About this guide

This guide covers:

  • Overview of Riak Search
  • Indexing data for searching with Welle
  • Querying Riak Search with Welle

This work is licensed under a Creative Commons Attribution 3.0 Unported License (including images & stylesheets). The source is available on Github.

What version of Welle does this guide cover?

This guide covers Welle 3.0, including development releases.

Introduction

Riak started as a key-value store but over time accumulated several features that make querying it easier. One of the features is Riak Search. Riak Search is a distributed, full-text search engine that is built on Riak Core and included as part of Riak open source. Search provides the most advanced query capability next to MapReduce, but is far more concise; easier to use, and in most cases puts far less load on the cluster.

Pre-requisites

Riak Search is an optional feature that can be disabled. Make sure it is enabled in the app.config file before attempting to use it. Here is an example snippet that demonstrates how to do it:

 %% Riak Search Config
 {riak_search, [
                %% Riak Search is enabled
                {enabled, true}
               ]},

Indexing

Before documents can be searched, they need to be indexed. Indexing is a process of taking a document with one or more fields, analyzing those fields, producing data structures that can be efficiently searched over and storing them (in RAM, on disk, in a data store of some kind, etc).

Riak Search indexes values stored in Riak K/V using a precommit hook. Riak will use the content type of the stored value to determine how to parse it. JSON, text, XML and Erlang term formats are supported. To enable Riak Search indexing for a bucket, pass :enable-search option as true to clojurewerkz.welle.buckets/update. You can find more information about bucket properties and how to update them in the Working with Buckets guide.

It is possible to submit a document to Riak Search for indexing and not by adding it to a bucket via Riak K/V. With Welle you do that via the clojurewerkz.welle.solr/index function which takes an index name and a document:

(require '[clojurewerkz.welle.core :as wc])
(require '[clojurewerkz.welle.solr :as wsolr])

(let [conn (wc/connect)]
  ;; indexing
  (wsolr/delete-via-query conn "an-index" "text:*")
  (wsolr/index conn bucket-name {:username  "clojurewerkz"
                                 :text      "Elastisch beta3 is out, several more @elasticsearch features supported github.com/clojurewerkz/elastisch, improved docs http://clojureelasticsearch.info #clojure"
                                 :timestamp "20120802T101232+0100"
                                 :id        1}))

clojurewerkz.welle.solr/delete-via-query is a function that removes documents that match the query from the index.

Search Schema

When a document is indexed, Riak Search will analyze and store it. Analysis is a process that has several stages:

  • Tokenization: breaking field values into tokens
  • Filtering or modifying tokens
  • Combining them with field names to produce terms

How exactly a document was analyzed defines what search queries will match (find) it. Riak Search is built on Apache Lucene offers several analyzers developers can use to achieve the kind of search quality they need. For example, different languages require different analyzers: English, Mandarin Chinese, Arabic and Russian cannot be analyzed the same way.

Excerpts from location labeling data

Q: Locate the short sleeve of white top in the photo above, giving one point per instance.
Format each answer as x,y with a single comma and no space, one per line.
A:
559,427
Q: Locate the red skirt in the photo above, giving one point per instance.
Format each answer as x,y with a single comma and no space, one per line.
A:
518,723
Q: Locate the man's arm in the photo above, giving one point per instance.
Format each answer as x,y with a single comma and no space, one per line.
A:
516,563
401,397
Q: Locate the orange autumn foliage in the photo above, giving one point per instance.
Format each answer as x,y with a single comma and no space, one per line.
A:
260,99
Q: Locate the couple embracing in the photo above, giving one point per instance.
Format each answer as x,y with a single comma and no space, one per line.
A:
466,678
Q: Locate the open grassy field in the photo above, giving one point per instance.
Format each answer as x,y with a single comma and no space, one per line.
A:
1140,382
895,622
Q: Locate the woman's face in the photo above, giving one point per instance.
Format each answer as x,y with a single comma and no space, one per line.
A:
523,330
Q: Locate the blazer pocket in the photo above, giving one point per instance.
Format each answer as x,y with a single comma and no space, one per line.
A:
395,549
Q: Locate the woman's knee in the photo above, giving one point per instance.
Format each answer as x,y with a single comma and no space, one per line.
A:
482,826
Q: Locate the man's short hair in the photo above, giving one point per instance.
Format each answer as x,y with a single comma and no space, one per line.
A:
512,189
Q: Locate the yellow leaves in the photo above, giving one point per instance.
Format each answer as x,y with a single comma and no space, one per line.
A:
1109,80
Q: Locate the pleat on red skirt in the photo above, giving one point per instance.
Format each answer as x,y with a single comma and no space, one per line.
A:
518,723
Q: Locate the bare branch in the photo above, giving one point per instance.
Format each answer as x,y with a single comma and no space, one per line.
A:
* * *
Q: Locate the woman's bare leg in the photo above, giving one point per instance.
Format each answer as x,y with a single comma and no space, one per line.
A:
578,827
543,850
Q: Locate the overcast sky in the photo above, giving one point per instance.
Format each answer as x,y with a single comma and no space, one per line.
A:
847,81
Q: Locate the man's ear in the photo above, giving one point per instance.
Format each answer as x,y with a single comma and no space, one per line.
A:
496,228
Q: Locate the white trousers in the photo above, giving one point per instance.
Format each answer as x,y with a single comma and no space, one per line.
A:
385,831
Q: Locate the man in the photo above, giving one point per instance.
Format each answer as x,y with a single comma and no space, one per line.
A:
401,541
* * *
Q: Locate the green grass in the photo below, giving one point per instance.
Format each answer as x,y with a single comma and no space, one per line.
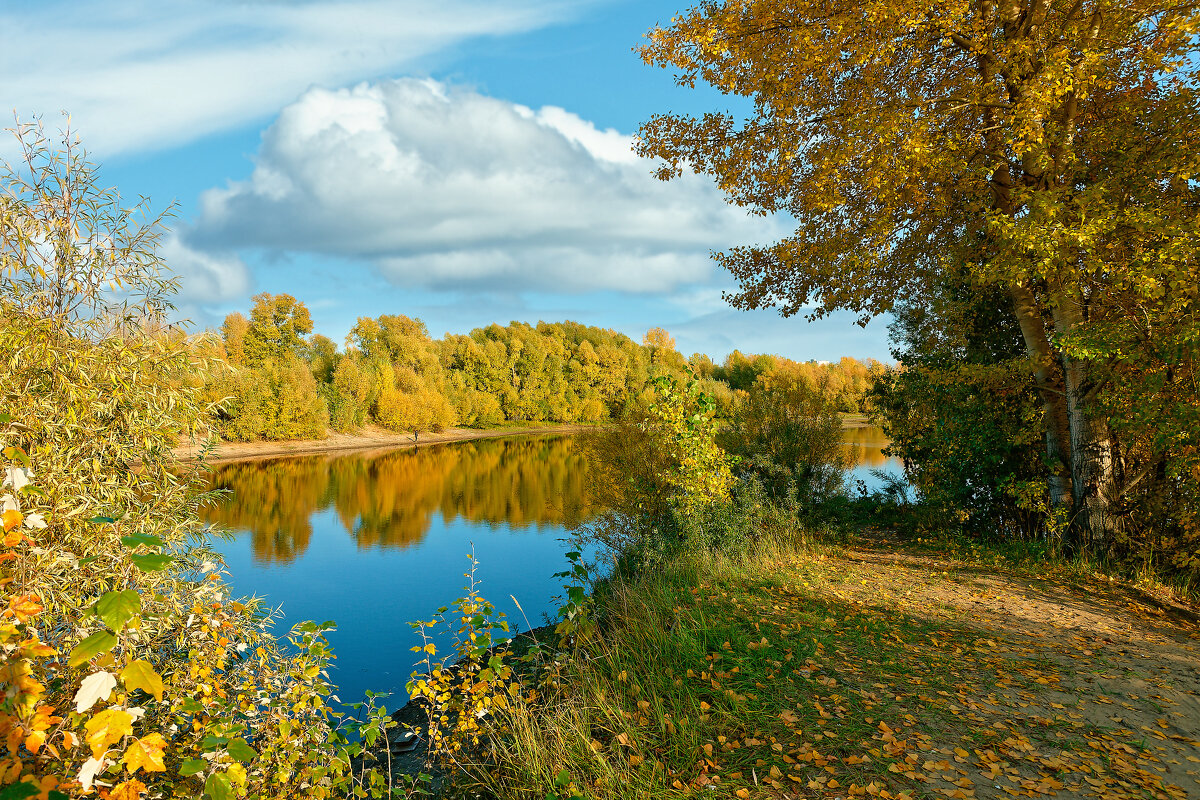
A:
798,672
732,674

Exercises
1) Gather every line of the records that contains the string "short", treating uppercase and lowercase as different.
2) Write what comes next in the Riak Search guide, starting right after its final sentence.
The guide on Riak Search and the records have no connection to each other.

Responses in order
1)
Q: Locate the short sleeve of white top in the photo above, giving one point per instance.
Q: Locate the man's short hair in the photo above, giving one point per instance.

2)
How exactly a document was analyzed is defined by search schema assiciated with the index. With Riak, it is defined as an Erlang file and then submitted using the search-cmd command line tool that comes with Riak. It is not necessary to define search schema to get started or if all the fields in the documents are strings (text). For range queries over numerical or date values, it is necessary to tell Riak Search how to analyze each document by defining the search schema.

Learn more in the Riak Search documentation.

Indexing via Command Line Tool

Riak comes with a command line tool, search-cmd, that can be used to index data, view search schema for a bucket, delete data from the index, perform queries, bulk index data and more. Learn more in the Riak Search documentation guide on indexing.

Querying

Riak Search supports term and field queries, boolean operators, lexographical range queries, and trailing wildcard queries. Riak Search uses Lucene query syntax. For more information, see Riak Search documentation on querying.

To query Riak Search, use the clojurewerkz.welle.solr/search function which takes an index name and a query and returns a response as immutable Clojure map:

(require '[clojurewerkz.welle.core :as wc])
(require '[clojurewerkz.welle.solr :as wsolr])

;; querying
(let [conn   (wc/connect)
      result (wsolr/search conn "an-index" "title:feature")
      hits   (wsolr/hits-from result)]
  (println result)
  (println hits))

To retrieve hits (documents found) from a response, pass it to the clojurewerkz.welle.solr/hits-from function.

clojurewerkz.welle.solr/total-hits is a function that takes a response and returns the total number of hits. clojurewerkz.welle.solr/any-hits? is a similar function that returns true if the total number of hints is greater than zero, false otherwise.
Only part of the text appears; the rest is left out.